Answer these questions about the World of Warcraft endgame passage below:
1. What three criticisms does it make of heroics in Wrath?
2. Why does it call crafting a waste of time?
3. What did the writer who enjoyed Lich King eventually reach along with the group of fun players?

*DOCUMENT PASSAGE*:
########################################

Do we really think it's possible to create a game that has difficult (time consuming, takes practice & skill, potentially frustrating) end game content that also appeals to "I have a job/family and can only play 45 minutes at a time"?

Blizzard seems to be trying to do just that, but mostly I just read complaints, not ideas.

Everyone seems to want to be an "allstar" just by showing up.

It's always going to be either too hard or too easy. Or takes too much time. Or in retrospect was too fast.

Heroics in Wrath, too easy. Rewards too much. Created lazy players. Heroics in Cata, too hard. Take too long. Creates frustration. Not "relaxing"(?) enough.

It's not the content, people. It's the PEOPLE.
The raid endgame is just a subset of the game of World of Warcraft.

I don't agree... raiding is the game now...

With a fairly poor levelling and highly linear route from 80 to 85 there is nothing else to do. I agree with a recent comment you made about this deterring you from levelling another toon down the same route.

Crafting is a waste of time too... making your own gear but needing to run heroics to obtain orbs on a chance roll.

I have no inclination of running heroics without going with 4 players I know. The LFG ultimately killed that, but that's another discussion.

And what can we expect from patches... raid content whether it be rehashed or new?

Raiding really a subset of the game?
I enjoyed Lich King.

There. I said it.

I played with a handful of family whose skills were in high demand by raiders, but who did not like the social aspect of 'competitive raiding'. Fact is, a staggering number of those guilds are full of aggressive douchebags.

We started playing with a handful of really fun guys whose skill levels were not quite as good, but were awesome to hang out with. We really enjoyed all the various stories in LK, and eventually we hit the level cap together.

########################################

*EXTRACTED RECORDS*:

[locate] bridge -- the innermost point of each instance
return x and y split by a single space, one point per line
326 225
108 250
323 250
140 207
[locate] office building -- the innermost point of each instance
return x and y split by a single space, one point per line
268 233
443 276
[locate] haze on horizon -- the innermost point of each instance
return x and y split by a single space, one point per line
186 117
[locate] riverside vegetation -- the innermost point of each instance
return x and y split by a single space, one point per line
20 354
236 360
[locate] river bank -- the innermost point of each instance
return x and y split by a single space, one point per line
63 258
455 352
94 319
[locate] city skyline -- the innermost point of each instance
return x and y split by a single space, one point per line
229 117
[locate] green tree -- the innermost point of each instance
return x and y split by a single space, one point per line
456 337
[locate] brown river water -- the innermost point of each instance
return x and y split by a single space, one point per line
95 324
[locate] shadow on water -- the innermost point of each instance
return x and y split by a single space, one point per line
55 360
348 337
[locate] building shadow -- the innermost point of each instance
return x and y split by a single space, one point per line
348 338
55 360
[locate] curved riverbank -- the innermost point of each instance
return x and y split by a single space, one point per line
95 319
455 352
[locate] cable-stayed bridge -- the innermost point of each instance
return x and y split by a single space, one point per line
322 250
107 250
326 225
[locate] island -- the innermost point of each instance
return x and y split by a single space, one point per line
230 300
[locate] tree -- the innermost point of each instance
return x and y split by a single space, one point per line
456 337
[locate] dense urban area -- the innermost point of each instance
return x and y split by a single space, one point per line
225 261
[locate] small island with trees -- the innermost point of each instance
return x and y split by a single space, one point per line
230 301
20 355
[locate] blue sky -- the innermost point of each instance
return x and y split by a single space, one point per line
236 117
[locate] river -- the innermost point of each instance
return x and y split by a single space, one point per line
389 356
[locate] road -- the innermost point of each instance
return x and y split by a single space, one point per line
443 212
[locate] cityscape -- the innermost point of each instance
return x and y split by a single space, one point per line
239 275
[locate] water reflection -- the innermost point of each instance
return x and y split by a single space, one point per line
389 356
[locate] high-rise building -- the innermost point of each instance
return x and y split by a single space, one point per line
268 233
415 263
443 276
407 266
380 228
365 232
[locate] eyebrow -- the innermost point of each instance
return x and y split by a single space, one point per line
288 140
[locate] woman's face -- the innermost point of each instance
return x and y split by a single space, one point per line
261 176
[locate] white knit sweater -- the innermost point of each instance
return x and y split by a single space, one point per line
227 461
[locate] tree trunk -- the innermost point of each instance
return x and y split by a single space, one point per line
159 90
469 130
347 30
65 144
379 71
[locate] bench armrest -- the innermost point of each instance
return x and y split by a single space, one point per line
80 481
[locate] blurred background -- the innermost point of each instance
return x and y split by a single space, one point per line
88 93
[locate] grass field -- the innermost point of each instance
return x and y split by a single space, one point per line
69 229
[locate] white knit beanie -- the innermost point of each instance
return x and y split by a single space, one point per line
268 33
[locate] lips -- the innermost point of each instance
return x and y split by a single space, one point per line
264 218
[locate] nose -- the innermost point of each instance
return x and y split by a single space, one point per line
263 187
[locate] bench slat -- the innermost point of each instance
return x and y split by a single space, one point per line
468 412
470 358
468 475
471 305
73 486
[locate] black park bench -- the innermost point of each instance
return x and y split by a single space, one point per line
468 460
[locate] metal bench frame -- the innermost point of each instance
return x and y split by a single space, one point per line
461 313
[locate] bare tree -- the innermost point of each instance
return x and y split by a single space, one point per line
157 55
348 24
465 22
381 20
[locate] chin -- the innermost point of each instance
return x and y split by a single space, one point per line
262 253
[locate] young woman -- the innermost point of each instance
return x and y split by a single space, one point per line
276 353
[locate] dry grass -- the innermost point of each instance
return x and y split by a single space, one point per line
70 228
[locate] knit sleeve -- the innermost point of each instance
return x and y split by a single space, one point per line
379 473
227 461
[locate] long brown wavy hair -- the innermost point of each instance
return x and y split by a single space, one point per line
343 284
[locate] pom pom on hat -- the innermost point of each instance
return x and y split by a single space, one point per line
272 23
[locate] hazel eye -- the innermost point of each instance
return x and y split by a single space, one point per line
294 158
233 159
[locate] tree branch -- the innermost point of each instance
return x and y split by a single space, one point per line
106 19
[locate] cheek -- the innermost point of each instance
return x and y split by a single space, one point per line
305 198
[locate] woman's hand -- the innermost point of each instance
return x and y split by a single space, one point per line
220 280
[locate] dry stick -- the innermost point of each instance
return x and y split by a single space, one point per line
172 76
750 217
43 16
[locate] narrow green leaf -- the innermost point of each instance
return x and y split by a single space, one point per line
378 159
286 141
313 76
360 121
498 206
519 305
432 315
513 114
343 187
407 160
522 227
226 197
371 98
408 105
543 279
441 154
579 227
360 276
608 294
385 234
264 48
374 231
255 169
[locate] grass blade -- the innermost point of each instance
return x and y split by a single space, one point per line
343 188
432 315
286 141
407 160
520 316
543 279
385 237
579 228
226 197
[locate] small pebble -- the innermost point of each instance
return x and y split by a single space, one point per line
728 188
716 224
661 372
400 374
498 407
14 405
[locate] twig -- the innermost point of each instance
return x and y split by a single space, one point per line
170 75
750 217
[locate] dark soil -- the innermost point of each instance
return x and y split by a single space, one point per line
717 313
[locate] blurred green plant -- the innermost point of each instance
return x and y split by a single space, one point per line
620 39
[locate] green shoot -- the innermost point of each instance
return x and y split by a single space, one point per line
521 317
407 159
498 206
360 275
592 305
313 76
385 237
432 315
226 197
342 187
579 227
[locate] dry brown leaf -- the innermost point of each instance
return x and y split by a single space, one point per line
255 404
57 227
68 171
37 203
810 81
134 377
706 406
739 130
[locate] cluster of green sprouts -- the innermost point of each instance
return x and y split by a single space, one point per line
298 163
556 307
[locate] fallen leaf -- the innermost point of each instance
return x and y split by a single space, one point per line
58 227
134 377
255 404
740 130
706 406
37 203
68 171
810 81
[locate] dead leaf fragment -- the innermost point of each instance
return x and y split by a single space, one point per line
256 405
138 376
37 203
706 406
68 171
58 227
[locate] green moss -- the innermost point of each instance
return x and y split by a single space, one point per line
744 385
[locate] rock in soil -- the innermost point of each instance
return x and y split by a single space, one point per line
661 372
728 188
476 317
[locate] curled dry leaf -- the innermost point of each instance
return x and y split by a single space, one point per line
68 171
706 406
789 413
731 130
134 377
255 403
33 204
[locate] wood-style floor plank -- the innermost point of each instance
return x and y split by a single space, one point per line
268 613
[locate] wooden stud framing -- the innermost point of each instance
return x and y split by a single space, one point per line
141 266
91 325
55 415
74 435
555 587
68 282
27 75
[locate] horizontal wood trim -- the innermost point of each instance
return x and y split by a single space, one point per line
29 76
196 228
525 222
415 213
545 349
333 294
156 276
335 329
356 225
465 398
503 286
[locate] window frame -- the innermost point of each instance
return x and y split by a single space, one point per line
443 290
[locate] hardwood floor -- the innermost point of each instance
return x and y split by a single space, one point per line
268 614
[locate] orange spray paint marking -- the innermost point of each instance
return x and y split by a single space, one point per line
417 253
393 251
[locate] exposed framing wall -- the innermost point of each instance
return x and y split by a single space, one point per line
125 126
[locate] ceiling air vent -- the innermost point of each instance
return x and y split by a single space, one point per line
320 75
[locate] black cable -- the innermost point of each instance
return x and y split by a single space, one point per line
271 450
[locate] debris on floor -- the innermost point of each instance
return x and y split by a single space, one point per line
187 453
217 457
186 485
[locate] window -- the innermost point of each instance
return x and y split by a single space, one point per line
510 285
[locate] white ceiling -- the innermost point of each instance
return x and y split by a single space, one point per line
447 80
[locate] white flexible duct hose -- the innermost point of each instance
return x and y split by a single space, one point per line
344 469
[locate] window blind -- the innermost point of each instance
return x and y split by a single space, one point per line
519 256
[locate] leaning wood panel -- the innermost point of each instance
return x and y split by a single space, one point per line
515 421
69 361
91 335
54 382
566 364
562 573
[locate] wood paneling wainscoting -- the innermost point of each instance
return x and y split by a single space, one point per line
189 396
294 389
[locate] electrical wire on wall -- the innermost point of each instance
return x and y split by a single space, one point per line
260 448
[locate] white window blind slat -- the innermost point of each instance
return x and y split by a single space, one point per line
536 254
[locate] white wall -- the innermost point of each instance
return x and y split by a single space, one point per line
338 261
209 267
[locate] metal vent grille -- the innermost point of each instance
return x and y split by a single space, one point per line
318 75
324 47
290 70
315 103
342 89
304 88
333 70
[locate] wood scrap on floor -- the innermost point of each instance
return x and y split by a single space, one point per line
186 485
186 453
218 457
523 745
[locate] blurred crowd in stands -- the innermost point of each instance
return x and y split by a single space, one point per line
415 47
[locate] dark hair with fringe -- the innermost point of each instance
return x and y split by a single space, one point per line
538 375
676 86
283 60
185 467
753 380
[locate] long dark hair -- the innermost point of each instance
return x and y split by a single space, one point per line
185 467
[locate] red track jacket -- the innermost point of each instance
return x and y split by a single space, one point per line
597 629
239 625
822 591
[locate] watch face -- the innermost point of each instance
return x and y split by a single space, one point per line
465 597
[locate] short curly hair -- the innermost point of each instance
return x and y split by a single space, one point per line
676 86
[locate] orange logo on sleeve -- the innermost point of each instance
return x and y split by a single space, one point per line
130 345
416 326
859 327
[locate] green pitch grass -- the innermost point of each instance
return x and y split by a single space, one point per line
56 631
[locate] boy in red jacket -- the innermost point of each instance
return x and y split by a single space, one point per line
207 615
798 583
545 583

########################################

*EXERCISE ANSWER*:
1. They were too easy, gave too many rewards, and created lazy players.
2. Players make their own gear but still need to run heroics to obtain orbs on a chance roll.
3. They hit the level cap together.